What needs to be done: Could you rewrite the records from the start through the line holding "[512, 320, 676, 423]", inclusive, with "rear fender" changed to "back fender" and everything else left as is? Leave the pictures out of your answer.

Data records:
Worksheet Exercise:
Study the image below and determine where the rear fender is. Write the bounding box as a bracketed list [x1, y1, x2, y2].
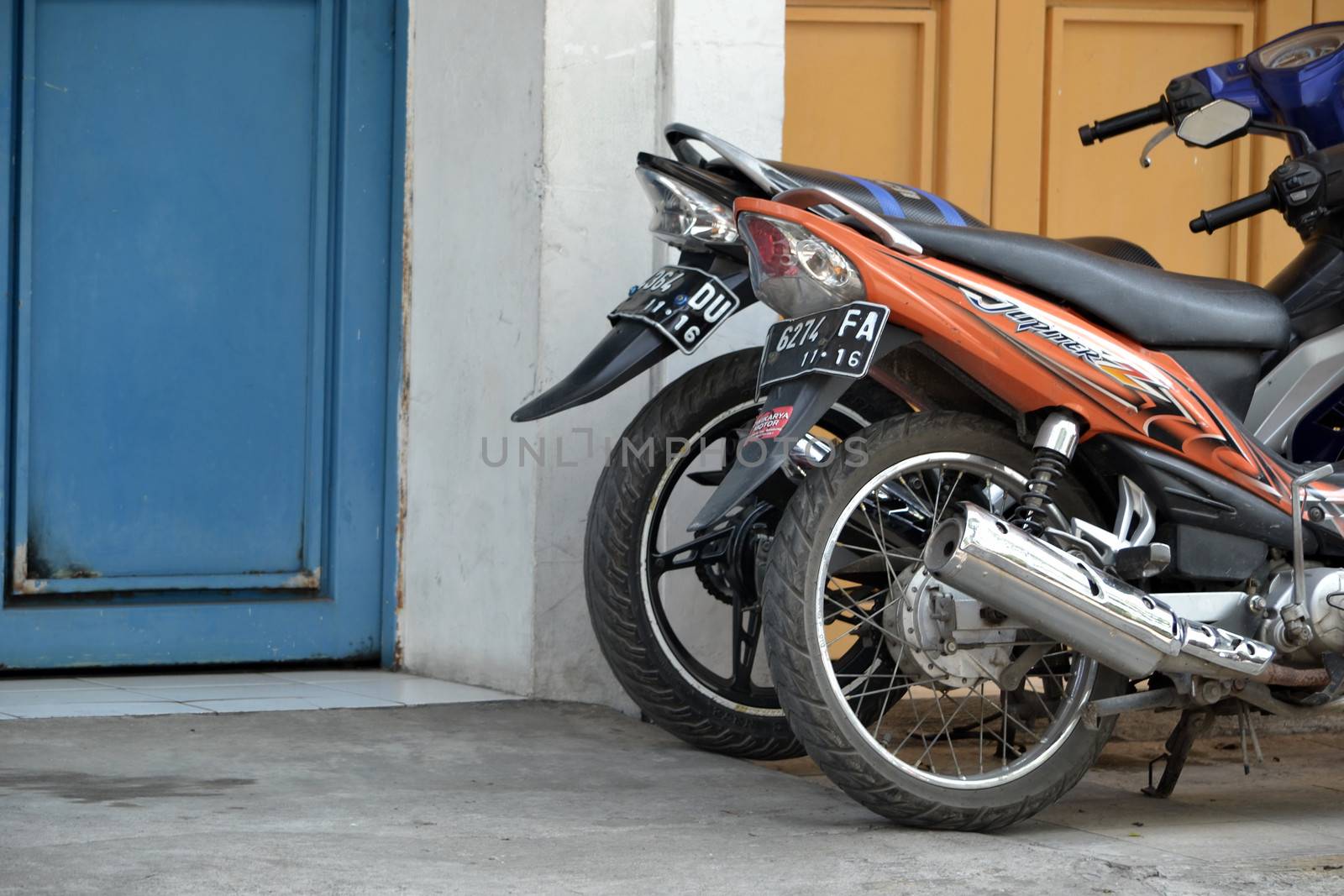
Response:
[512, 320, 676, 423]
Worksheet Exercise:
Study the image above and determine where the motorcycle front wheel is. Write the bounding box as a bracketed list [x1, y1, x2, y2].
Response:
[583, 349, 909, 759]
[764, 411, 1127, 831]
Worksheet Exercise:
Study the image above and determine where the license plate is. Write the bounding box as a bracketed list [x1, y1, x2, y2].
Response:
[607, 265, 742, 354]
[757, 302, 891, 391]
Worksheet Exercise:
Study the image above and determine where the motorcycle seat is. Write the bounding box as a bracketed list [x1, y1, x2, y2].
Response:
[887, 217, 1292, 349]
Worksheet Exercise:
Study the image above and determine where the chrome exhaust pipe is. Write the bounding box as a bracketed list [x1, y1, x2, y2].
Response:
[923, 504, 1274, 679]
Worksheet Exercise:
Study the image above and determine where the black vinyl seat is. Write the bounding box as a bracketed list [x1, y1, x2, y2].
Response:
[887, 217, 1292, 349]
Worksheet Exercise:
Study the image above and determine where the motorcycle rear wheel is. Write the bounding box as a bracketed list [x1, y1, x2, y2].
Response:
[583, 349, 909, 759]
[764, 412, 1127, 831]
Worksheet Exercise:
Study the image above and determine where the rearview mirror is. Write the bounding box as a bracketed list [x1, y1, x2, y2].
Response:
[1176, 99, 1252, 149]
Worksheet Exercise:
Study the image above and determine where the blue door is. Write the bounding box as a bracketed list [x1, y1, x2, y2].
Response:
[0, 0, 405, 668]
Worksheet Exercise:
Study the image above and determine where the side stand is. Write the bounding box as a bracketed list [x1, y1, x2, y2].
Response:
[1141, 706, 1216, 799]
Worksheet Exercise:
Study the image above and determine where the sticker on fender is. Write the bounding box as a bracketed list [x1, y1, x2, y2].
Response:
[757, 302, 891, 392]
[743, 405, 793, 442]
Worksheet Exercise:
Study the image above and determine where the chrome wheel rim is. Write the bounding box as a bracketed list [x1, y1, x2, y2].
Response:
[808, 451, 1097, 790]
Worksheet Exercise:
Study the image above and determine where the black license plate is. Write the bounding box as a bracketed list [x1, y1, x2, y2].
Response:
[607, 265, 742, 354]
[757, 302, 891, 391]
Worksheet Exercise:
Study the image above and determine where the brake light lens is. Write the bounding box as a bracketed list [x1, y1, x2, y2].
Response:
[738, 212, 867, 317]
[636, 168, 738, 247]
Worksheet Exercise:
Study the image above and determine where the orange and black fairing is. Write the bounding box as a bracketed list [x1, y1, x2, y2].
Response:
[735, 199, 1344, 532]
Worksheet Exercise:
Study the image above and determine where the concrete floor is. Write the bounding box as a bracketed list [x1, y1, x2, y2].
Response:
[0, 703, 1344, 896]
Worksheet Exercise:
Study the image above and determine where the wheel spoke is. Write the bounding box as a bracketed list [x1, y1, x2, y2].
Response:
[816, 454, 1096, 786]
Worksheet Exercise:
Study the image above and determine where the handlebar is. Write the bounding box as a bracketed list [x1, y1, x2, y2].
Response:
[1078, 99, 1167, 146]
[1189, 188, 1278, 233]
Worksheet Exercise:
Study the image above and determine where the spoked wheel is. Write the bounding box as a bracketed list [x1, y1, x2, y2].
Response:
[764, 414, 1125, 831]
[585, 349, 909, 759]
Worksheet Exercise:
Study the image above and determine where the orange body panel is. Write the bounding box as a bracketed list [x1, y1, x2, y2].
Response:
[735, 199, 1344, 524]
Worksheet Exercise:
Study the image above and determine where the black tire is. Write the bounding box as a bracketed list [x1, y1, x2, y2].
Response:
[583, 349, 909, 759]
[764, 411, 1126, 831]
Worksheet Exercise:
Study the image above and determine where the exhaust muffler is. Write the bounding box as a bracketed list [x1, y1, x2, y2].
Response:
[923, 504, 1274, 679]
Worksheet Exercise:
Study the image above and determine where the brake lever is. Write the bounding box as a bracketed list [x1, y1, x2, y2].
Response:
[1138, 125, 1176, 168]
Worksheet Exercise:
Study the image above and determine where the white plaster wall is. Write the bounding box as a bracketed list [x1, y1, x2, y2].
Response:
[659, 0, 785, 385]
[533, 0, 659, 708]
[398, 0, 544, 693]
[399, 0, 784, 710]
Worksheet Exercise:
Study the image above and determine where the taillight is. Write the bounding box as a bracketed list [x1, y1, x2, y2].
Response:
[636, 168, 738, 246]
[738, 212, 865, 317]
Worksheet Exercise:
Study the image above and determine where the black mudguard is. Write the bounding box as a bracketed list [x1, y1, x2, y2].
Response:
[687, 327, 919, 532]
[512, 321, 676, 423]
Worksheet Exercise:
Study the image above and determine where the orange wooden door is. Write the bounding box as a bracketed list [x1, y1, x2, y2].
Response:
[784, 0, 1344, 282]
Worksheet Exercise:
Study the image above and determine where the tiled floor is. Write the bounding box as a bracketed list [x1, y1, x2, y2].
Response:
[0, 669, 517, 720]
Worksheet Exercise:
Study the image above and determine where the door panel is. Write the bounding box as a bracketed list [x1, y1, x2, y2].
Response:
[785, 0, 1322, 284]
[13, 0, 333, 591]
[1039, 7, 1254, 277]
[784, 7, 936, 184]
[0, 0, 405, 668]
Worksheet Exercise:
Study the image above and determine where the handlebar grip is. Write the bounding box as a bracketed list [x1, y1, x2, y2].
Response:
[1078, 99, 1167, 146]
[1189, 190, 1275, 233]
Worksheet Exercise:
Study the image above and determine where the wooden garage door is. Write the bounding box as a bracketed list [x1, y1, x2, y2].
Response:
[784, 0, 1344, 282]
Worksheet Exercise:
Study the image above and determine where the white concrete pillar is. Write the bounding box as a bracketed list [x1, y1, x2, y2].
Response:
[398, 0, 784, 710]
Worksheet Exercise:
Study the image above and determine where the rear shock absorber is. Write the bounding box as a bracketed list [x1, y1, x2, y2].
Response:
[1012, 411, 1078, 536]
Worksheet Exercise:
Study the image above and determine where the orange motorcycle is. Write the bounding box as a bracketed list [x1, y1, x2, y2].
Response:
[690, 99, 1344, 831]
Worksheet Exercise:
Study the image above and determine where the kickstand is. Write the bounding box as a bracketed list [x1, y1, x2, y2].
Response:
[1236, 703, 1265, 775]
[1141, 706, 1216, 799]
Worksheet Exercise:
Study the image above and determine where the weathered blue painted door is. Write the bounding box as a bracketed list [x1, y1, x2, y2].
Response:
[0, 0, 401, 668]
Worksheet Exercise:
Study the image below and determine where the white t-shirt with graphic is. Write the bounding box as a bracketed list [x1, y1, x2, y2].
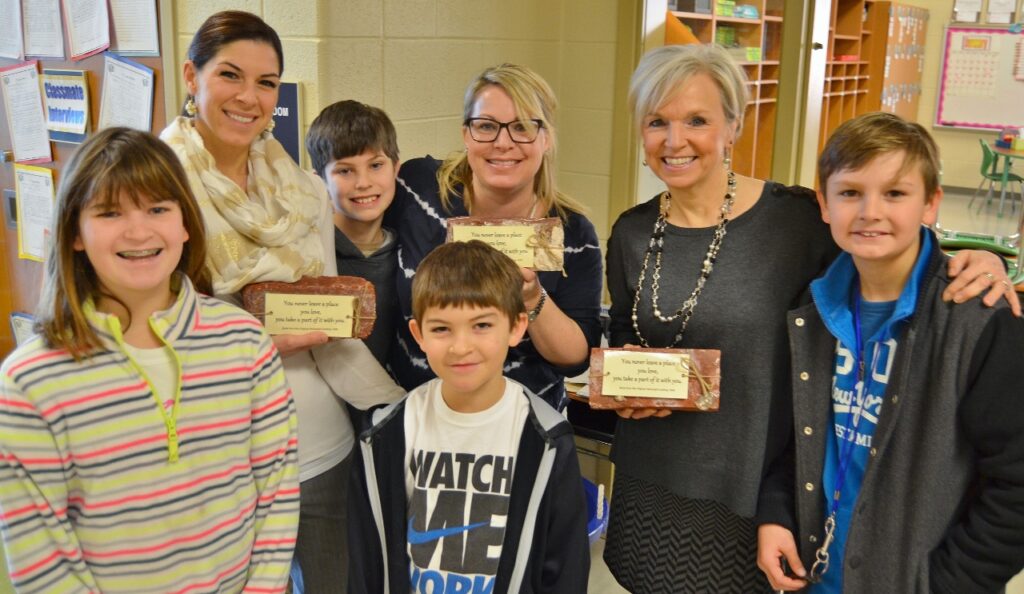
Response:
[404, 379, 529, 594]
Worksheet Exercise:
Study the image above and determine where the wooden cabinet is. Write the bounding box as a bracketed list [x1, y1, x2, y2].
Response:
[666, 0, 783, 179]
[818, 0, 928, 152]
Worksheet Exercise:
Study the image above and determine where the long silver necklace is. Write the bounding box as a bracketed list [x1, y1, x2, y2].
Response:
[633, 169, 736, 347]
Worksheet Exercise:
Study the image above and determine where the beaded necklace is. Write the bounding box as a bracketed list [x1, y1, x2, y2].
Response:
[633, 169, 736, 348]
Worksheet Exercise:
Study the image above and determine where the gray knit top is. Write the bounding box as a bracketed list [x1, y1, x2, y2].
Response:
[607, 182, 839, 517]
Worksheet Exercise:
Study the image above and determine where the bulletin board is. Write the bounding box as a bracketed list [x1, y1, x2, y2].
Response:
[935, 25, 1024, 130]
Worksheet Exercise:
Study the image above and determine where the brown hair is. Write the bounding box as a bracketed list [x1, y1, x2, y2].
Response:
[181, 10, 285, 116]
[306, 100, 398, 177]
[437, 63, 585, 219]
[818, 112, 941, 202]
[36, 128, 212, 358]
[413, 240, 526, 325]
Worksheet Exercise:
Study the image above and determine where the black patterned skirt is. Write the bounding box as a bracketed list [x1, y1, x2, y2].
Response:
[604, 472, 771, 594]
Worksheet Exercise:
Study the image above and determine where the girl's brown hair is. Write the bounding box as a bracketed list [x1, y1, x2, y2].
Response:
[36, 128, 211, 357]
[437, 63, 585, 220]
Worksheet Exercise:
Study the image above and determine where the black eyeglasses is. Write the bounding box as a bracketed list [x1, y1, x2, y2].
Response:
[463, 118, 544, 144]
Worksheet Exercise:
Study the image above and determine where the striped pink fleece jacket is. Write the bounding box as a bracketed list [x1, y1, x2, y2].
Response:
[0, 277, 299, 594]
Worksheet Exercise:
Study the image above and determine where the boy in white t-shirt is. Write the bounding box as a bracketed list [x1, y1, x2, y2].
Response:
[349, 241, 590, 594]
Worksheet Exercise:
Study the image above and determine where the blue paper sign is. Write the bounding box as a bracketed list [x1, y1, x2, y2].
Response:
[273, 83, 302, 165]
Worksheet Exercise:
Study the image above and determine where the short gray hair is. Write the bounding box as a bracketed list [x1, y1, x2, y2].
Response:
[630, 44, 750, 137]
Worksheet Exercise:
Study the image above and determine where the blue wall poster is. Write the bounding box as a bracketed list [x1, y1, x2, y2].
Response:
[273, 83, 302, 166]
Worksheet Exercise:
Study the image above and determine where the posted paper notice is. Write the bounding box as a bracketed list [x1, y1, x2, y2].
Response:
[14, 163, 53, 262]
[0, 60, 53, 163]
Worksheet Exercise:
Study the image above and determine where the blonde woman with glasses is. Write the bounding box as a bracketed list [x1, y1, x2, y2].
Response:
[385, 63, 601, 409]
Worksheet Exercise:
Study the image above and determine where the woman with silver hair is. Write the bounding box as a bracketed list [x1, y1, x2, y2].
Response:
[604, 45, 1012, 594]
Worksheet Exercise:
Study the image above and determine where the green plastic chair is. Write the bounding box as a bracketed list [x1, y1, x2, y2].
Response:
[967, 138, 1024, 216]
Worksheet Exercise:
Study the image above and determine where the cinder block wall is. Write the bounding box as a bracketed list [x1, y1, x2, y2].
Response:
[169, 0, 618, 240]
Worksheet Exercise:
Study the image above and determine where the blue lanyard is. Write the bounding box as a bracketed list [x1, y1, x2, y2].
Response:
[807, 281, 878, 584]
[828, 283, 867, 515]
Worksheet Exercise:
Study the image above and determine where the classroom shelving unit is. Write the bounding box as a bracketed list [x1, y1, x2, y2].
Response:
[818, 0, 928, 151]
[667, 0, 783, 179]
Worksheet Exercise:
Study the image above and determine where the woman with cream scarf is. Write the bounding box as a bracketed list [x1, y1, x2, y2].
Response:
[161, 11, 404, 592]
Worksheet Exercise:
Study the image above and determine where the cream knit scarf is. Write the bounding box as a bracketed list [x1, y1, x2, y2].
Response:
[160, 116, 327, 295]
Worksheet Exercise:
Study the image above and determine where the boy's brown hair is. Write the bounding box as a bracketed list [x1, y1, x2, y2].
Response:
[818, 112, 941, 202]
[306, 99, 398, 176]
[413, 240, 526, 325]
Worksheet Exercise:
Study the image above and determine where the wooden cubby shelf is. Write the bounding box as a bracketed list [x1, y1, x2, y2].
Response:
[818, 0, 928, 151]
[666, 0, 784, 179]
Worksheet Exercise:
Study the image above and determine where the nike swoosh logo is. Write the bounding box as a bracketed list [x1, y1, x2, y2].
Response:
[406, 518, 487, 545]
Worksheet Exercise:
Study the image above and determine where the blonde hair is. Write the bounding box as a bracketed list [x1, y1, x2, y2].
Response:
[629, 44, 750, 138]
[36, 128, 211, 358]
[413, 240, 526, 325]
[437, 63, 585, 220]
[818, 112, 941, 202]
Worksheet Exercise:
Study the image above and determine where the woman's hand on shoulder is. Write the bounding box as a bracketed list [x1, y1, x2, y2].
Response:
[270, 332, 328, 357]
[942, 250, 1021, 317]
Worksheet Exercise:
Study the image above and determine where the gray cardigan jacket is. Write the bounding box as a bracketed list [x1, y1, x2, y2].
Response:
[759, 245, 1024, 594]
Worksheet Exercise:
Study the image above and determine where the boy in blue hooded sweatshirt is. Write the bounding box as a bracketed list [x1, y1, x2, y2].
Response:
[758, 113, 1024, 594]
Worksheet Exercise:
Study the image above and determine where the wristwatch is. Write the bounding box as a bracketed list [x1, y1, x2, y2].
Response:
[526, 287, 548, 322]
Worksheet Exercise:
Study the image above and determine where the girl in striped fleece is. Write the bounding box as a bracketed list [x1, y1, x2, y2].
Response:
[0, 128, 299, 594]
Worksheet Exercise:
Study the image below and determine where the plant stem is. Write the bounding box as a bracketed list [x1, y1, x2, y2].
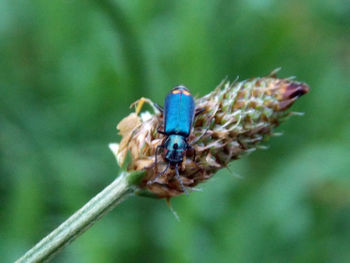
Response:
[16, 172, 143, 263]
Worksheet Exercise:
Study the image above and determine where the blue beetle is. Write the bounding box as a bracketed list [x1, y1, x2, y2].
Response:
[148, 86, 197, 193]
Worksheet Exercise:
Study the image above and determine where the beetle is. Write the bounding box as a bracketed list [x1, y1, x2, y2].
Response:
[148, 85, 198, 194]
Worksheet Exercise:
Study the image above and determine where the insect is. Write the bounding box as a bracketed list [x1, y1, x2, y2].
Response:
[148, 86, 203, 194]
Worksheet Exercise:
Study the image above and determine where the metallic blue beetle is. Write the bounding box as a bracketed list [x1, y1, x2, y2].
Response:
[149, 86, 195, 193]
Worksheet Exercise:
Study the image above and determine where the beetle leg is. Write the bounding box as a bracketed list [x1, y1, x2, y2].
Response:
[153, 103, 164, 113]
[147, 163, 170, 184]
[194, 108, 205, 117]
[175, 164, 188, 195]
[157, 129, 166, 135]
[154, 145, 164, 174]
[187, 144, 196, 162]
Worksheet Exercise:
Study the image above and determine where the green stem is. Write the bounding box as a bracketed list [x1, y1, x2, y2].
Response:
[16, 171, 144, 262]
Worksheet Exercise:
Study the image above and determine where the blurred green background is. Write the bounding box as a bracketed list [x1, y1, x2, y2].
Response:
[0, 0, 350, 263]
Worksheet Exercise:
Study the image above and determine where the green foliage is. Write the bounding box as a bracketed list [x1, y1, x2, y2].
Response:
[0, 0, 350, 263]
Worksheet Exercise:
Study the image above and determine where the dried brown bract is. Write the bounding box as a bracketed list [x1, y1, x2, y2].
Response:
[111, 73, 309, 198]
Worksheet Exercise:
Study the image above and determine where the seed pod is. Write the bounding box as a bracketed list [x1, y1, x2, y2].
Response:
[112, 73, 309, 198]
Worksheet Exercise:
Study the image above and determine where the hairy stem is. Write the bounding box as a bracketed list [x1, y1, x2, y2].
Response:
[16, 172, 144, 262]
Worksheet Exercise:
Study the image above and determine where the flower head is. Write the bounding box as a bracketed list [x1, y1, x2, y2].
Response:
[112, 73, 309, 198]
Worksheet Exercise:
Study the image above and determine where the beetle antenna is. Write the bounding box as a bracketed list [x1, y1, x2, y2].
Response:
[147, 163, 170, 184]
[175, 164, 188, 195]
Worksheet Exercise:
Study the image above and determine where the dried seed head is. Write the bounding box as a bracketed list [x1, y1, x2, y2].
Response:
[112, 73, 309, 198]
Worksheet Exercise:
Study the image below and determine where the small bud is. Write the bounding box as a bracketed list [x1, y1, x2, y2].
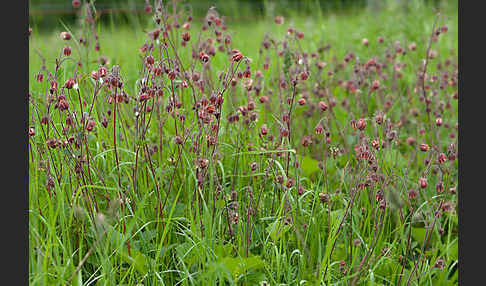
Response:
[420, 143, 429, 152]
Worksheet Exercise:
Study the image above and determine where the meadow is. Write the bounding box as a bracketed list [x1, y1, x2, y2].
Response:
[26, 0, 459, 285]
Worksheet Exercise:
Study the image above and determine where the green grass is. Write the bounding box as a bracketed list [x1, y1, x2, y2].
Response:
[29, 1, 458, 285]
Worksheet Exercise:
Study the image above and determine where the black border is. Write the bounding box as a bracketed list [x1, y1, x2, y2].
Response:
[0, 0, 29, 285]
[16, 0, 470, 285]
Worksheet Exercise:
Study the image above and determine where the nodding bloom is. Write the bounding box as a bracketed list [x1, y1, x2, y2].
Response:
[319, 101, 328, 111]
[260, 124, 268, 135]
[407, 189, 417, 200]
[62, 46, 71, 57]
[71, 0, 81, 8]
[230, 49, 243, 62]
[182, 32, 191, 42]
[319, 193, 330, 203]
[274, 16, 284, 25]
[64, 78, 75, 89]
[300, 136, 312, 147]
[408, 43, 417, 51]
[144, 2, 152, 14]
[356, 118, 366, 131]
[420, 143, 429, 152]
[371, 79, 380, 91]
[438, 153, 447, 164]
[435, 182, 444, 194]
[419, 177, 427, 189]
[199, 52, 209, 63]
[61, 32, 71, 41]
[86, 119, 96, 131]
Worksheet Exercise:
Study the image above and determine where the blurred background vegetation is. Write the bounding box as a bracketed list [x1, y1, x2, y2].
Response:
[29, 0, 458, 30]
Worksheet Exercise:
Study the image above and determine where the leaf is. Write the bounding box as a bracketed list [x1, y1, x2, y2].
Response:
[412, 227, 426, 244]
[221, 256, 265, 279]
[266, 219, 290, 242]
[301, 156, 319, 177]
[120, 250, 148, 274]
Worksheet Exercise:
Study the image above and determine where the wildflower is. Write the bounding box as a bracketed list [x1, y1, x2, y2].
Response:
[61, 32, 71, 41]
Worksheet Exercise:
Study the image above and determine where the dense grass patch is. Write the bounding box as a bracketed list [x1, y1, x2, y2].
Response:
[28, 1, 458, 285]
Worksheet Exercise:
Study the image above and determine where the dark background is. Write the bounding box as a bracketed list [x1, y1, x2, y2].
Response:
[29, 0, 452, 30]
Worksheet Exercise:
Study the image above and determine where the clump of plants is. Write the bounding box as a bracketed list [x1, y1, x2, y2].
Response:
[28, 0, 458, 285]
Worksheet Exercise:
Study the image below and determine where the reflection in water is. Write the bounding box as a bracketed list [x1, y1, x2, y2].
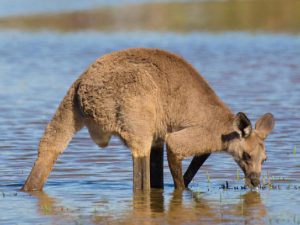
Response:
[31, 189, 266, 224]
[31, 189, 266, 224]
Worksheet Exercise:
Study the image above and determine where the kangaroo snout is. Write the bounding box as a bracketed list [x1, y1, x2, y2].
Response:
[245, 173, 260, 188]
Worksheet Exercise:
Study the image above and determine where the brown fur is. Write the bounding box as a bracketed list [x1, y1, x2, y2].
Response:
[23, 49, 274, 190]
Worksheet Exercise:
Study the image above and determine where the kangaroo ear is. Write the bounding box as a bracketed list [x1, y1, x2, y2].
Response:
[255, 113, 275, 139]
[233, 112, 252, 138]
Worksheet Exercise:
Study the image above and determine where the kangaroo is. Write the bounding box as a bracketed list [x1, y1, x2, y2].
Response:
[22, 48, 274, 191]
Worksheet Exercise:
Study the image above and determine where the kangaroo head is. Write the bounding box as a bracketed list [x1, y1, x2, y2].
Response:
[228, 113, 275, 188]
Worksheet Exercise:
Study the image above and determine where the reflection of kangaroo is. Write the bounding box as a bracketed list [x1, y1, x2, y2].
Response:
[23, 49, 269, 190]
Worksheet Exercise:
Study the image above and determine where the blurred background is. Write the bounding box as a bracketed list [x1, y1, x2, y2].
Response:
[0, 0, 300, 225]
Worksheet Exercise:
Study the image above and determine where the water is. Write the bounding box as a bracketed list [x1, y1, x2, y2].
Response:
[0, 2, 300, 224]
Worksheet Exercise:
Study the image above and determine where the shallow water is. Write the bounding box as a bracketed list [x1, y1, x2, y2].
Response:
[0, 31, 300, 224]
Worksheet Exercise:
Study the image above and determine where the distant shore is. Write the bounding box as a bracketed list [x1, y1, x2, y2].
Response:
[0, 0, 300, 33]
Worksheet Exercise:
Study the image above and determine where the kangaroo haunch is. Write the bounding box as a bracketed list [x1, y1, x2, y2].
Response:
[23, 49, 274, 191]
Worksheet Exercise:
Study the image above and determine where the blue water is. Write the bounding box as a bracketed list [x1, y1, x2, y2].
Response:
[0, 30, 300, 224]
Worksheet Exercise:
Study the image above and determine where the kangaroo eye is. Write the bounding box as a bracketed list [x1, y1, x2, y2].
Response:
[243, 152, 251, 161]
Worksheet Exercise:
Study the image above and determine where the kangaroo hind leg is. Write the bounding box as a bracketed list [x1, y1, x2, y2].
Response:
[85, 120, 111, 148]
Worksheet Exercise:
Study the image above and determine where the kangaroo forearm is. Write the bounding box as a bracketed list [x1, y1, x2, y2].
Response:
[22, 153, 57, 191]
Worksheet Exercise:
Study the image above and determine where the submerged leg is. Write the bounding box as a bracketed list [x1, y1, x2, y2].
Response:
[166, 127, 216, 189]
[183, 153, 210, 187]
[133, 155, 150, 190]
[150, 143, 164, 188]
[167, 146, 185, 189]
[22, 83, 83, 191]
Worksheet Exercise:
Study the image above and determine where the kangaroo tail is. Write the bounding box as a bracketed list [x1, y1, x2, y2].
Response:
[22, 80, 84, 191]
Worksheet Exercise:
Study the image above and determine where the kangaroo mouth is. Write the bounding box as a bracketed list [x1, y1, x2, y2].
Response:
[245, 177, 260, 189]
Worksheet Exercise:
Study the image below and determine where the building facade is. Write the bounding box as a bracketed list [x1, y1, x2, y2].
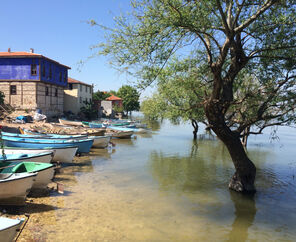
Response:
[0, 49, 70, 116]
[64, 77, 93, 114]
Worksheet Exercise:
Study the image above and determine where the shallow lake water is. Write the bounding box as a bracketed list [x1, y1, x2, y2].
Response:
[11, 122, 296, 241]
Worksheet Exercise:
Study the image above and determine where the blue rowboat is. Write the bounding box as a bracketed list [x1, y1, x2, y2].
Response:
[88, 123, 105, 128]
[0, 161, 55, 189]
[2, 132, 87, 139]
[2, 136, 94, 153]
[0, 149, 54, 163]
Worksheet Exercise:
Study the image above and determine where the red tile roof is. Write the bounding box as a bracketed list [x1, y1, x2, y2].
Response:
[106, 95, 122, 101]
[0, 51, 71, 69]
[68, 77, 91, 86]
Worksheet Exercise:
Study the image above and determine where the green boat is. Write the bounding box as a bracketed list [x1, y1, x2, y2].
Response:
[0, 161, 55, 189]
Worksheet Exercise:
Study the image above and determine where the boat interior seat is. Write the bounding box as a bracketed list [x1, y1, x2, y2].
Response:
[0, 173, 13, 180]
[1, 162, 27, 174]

Answer in full:
Worksheet Exercise:
Study the image below and determine where the back fender is. Write the bounding box as a bracketed list [x1, y1, x2, y2].
Response:
[512, 320, 676, 423]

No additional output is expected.